Task requirements: Count the lines in the records below that contain the word "feathers", and give only that number.
-- Material for this task start --
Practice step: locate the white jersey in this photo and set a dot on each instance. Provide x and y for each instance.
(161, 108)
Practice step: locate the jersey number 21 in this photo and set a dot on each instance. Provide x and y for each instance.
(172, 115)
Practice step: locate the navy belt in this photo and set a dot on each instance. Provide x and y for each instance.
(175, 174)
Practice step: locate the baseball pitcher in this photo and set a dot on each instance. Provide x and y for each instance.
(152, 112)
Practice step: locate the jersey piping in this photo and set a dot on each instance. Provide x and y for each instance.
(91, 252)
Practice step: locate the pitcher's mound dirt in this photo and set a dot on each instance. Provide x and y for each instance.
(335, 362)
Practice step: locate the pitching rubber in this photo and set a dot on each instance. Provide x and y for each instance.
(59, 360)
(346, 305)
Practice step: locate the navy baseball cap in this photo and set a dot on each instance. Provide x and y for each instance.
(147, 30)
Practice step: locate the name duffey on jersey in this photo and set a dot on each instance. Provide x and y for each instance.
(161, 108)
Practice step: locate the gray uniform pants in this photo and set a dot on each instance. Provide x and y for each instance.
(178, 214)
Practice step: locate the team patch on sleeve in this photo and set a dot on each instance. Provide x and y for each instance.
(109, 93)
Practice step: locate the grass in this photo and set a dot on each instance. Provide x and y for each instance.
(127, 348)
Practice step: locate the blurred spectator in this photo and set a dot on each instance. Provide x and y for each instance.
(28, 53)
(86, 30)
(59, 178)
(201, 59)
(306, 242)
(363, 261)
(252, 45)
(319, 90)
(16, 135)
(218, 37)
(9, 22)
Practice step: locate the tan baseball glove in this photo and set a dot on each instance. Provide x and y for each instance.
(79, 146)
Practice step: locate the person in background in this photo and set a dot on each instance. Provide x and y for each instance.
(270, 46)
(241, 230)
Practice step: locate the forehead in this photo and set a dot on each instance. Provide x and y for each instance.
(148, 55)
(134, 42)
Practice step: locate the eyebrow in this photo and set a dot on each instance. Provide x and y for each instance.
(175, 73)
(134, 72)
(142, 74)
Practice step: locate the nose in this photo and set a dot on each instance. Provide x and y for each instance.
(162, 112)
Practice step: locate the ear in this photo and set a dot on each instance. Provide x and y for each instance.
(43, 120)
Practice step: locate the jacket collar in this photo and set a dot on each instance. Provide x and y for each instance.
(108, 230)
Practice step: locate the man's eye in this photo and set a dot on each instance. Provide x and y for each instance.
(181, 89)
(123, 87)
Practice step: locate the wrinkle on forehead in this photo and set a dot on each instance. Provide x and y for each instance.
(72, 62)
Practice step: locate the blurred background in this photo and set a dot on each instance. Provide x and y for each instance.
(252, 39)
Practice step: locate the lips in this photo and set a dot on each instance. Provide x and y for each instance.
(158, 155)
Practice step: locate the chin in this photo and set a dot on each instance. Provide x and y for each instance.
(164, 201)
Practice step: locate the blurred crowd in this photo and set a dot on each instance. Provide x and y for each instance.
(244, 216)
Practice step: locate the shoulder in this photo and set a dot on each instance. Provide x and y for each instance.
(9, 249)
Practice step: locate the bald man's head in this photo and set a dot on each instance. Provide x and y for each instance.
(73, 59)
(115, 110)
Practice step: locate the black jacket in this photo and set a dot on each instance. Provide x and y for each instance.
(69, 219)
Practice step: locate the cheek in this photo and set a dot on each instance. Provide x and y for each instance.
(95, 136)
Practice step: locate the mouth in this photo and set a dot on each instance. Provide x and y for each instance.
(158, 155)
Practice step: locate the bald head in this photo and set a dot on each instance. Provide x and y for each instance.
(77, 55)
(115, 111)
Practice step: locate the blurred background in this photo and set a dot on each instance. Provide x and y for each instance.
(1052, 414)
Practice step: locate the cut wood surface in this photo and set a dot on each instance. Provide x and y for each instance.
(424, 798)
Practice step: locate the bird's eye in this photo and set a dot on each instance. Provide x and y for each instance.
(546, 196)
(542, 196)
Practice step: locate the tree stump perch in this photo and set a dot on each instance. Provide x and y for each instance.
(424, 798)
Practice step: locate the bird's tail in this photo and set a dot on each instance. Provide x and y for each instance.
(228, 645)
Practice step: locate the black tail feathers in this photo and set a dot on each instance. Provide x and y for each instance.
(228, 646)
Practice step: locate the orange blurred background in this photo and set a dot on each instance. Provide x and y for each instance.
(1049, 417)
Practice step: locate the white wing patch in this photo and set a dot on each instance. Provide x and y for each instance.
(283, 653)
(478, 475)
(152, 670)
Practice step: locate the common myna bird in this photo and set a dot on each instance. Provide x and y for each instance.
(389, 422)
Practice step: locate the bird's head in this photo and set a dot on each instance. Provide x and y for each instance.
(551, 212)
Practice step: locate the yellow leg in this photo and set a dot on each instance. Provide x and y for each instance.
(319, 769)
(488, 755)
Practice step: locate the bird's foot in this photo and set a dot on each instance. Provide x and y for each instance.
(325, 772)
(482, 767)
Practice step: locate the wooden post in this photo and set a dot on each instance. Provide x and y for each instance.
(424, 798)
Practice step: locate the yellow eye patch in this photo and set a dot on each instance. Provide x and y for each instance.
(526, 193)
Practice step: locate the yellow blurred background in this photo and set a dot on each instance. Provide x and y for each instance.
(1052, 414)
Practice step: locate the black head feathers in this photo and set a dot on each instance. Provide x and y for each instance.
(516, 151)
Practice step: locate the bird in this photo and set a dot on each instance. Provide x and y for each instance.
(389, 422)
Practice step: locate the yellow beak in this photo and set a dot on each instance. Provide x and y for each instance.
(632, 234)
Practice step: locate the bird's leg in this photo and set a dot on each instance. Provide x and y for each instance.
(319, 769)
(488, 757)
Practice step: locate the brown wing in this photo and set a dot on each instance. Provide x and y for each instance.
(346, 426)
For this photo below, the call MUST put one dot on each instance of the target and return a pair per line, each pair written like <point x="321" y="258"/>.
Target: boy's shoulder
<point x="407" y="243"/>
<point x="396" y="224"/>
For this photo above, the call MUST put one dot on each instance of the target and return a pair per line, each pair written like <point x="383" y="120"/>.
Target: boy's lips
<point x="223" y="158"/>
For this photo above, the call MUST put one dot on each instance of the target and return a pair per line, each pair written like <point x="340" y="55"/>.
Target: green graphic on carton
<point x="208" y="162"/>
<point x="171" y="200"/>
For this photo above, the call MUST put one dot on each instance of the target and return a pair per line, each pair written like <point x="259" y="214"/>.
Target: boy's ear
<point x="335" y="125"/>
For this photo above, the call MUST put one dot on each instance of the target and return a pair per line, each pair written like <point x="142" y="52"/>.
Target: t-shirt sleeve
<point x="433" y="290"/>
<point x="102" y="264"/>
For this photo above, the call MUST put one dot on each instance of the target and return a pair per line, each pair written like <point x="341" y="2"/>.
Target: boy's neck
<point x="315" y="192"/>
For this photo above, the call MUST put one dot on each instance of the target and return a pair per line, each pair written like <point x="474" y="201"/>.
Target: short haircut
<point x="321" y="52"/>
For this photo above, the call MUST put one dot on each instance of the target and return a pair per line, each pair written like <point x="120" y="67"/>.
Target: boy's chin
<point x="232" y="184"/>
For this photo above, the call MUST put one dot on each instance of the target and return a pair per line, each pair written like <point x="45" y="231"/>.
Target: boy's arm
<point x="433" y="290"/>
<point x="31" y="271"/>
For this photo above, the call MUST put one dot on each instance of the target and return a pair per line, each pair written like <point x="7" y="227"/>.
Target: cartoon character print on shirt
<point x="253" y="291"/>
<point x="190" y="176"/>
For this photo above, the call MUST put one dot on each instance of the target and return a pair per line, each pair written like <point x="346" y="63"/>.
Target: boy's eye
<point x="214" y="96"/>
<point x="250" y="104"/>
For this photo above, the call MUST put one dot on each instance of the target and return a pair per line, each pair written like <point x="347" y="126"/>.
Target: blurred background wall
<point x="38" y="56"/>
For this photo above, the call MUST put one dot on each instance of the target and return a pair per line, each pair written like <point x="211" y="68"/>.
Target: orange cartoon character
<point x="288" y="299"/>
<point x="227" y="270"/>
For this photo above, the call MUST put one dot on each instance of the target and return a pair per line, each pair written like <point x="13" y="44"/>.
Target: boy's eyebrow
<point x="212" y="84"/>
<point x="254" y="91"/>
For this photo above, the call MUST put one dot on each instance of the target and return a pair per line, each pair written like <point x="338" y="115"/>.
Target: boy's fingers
-- Material for this task end --
Task response: 2